Auszug>
=-=-=
Die Rückkehr bangladeschischer Staatsangehöriger unterliegt keinen rechtlichen Beschränkungen (AA 27.10.2017) und es ist bisher nicht bekannt geworden, dass sich Rückkehrer aufgrund der Stellung eines Asylantrages staatlichen Maßnahmen ausgesetzt sahen (AA 27.10.2017; vgl. ÖB 12.2018). Sofern es sich um Opfer von Schlepperei handelt, können sie allerdings auch nicht mit staatlicher Unterstützung rechnen. Es gibt einige NGOs, die sich um Opfer von Menschenhandel kümmern. Problematisch ist, dass "erfolglose Rückkehrer" von ihren Familien und lokalen Gemeinschaften als Schandfleck betrachtet werden. Soweit Kritiker der Regierung oder rivalisierender politischer Parteien in Bangladesch selbst gefährdet waren, gilt dies auch für ihre eventuelle Rückkehr (ÖB 12.2018).

Staatliche Repressionen nach Rückkehr wegen oppositioneller Tätigkeiten im Ausland (z.B. Demonstrationen und Presseartikel) sind nicht bekannt. Der "International Organization for Migration" (IOM) ist kein Fall bekannt, in dem eine rückgeführte Person misshandelt wurde. In einigen seltenen Fällen wurden die Rückkehrer zu einem so genannten "General Diary" gebeten. Nach IOM Angaben handelt es sich dabei um ein ca. halbstündiges Gespräch mit der Immigrationsbehörde, die die Daten des Rückkehrers aufnimmt und ihn zum Auslandsaufenthalt befragt. IOM sind bislang keine Fälle bekannt geworden, in denen dem Rückkehrer ein Nachteil entstanden ist. Besondere Vorkommnisse sind anlässlich der Durchführung der Einreisekontrollen nicht bekannt geworden (AA 27.10.2017).
=-=-=
Einträge>
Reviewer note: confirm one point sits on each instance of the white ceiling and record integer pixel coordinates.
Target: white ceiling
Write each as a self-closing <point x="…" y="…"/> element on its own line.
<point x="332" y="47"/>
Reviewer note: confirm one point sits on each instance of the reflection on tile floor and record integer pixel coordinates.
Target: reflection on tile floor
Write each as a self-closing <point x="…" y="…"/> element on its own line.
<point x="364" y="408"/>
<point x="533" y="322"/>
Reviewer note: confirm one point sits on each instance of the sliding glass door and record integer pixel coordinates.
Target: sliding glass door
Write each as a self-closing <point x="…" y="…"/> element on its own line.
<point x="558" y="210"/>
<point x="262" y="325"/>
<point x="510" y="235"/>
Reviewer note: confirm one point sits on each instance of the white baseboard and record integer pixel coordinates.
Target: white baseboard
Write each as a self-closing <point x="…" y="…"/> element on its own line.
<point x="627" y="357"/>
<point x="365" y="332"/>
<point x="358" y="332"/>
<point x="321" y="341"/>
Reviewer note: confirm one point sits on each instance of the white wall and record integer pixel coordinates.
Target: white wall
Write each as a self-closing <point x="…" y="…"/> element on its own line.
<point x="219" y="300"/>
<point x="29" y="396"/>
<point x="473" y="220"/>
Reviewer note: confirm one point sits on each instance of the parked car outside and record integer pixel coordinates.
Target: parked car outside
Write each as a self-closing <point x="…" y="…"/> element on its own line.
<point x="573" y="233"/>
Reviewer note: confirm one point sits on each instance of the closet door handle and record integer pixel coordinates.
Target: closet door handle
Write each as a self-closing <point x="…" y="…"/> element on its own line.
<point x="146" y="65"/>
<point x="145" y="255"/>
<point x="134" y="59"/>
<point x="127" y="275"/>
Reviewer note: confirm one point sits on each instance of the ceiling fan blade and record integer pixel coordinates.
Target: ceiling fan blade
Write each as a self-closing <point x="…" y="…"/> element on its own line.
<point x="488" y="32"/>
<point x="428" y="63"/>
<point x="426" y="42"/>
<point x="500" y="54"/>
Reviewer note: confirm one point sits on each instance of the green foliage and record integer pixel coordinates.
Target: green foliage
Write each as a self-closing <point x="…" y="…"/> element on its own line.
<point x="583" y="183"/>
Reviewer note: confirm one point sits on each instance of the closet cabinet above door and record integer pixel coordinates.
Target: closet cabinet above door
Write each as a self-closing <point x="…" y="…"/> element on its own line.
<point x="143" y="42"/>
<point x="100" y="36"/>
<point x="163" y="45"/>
=-=-=
Aufgaben>
A) Wie lange dauert laut dem Auszug das Gespräch beim sogenannten „General Diary“ ungefähr?
B) Stimmen diese Aussagen mit dem Auszug überein? (i) Für die Rückkehr bangladeschischer Staatsangehöriger gibt es keine rechtlichen Beschränkungen. (ii) Opfer von Schlepperei bekommen nach ihrer Rückkehr staatliche Unterstützung. (iii) Der IOM sind Fälle bekannt, in denen rückgeführte Personen misshandelt wurden.
C) Gib aus dem Auszug den Abschnitt von „Die Rückkehr bangladeschischer“ bis „Rückkehr (ÖB 12.2018).“ unverändert aus.

Lösungen>
A) Etwa eine halbe Stunde.

B)
(i) Ja: „Die Rückkehr bangladeschischer Staatsangehöriger unterliegt keinen rechtlichen Beschränkungen“
(ii) Nein: „Sofern es sich um Opfer von Schlepperei handelt, können sie allerdings auch nicht mit staatlicher Unterstützung rechnen.“
(iii) Nein: „Der "International Organization for Migration" (IOM) ist kein Fall bekannt, in dem eine rückgeführte Person misshandelt wurde.“

C)
Die Rückkehr bangladeschischer Staatsangehöriger unterliegt keinen rechtlichen Beschränkungen (AA 27.10.2017) und es ist bisher nicht bekannt geworden, dass sich Rückkehrer aufgrund der Stellung eines Asylantrages staatlichen Maßnahmen ausgesetzt sahen (AA 27.10.2017; vgl. ÖB 12.2018). Sofern es sich um Opfer von Schlepperei handelt, können sie allerdings auch nicht mit staatlicher Unterstützung rechnen. Es gibt einige NGOs, die sich um Opfer von Menschenhandel kümmern. Problematisch ist, dass "erfolglose Rückkehrer" von ihren Familien und lokalen Gemeinschaften als Schandfleck betrachtet werden. Soweit Kritiker der Regierung oder rivalisierender politischer Parteien in Bangladesch selbst gefährdet waren, gilt dies auch für ihre eventuelle Rückkehr (ÖB 12.2018).